··· Document source ···

C'est une nouvelle qui résonne dans l'esprit des femmes depuis plusieurs jours : les règles sous pilules sont "fausses" et "inutiles". Mais pourquoi infliger une telle souffrance au corps si ces hémorragies n'ont aucune importance ni pour le cycle, ni pour le bon fonctionnement de l'appareil génital et reproductif ? La gynécologue Bérengère Arnal nous éclaire.
FemininBio : Une enquête du quotidien 20 Minutessortie le mardi 2 juin nous informe que les règles sous pilules oestroprogestatives sont fausses, et qu'elles n'ont aucune utilité médicale. A quoi servent-elles dans ce cas ?
Dr Bérengère Arnal : Elles n'ont en effet aucune utilité sur un plan contraceptif ou physique. Lorsque la contraception oestro-progestative (COP) a été créée il y a cinquante ans, ces saignements avaient pour but de rassurer les femmes afin qu'elles n'aient pas l'impression de perdre leurs règles. Le sang qui survient la semaine d'arrêt de la COP ou lors de la semaine de prise de sept comprimés neutres faisant suite à trois semaines de prise d'hormones oestro-progestatives est appelé hémorragies de privation. Celles-ci surviennent à l'arrêt de la prise des oestro-progestatifs. Le cycle menstruel est bloqué par la prise de COP.

··· Données fournies ···

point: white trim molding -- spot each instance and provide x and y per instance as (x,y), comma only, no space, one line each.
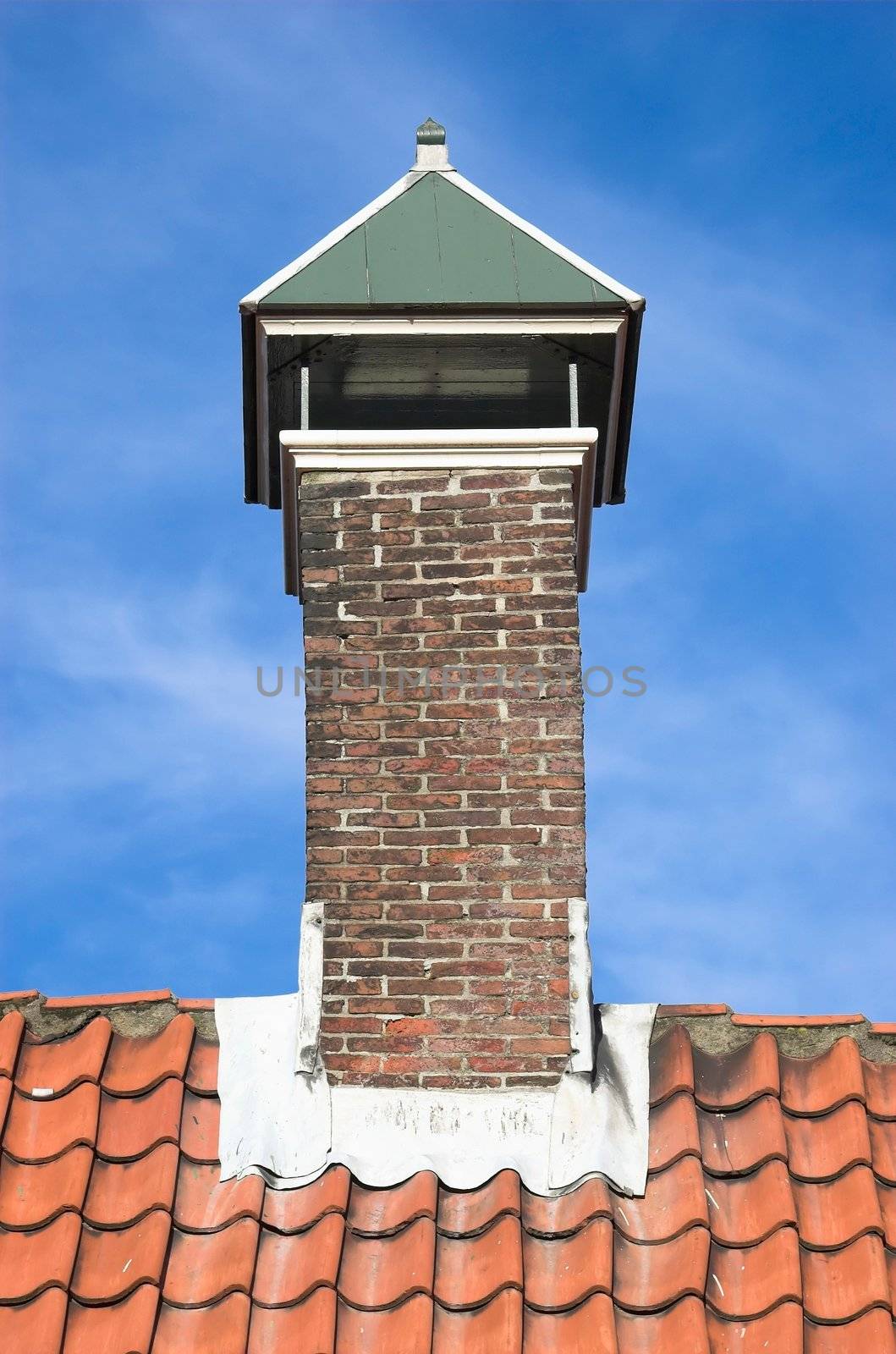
(462,449)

···

| Tâche à réaliser |
Poursuivez le texte sur les règles sous pilule à partir de sa dernière phrase. Les lignes n'ont aucun rôle dans ce travail.

| Réponse |
Mais ces COP n'ont pas évolué depuis ?
Pas tant que cela. Il y a un an ou deux, on a sorti un générique du Minidril, la pilule la plus ancienne sur le marché (1974 soit 46 ans d'existence), qui s'appelle aujourd'hui Optidril. Les femmes sont contentes, car elles pensent prendre une petite pilule toute récente, mais c'est complètement faux. Nous mettons des jeunes filles de 13 ans sous des pilules qui ont 46 ans d'existence, soit presque 3 générations de femmes, et l'on ose dire que ce sont des pilules mini-dosées. Je m'insurge depuis toujours contre ce genre de pratique.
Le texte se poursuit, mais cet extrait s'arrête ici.